>> Start GIVEN RECORDS

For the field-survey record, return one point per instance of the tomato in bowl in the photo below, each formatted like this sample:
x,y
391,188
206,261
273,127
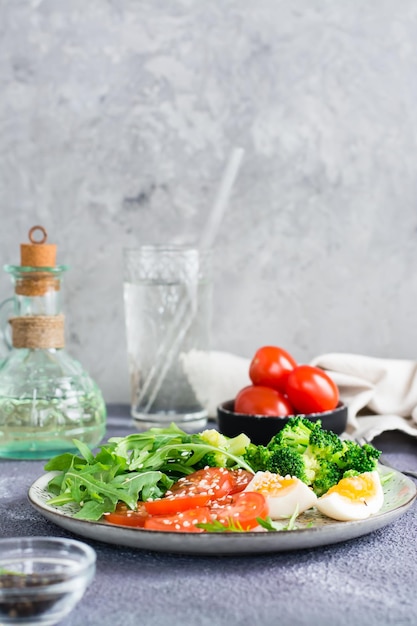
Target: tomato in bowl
x,y
261,428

>> End GIVEN RECORDS

__SET EXERCISE__
Lay out the lines of the listing above as a Markdown table with the columns "Number" and "Text". Skip blank lines and leave the pictures out.

__RESULT OF THE TASK__
| Number | Text |
|---|---|
| 1 | For the field-survey record, return one point per instance of the tomato in bowl in the photo below, each formatted like this sample: |
| 2 | x,y |
| 3 | 391,188 |
| 4 | 206,261 |
| 5 | 273,127 |
| 6 | Target: tomato in bowl |
| 7 | x,y |
| 8 | 261,428 |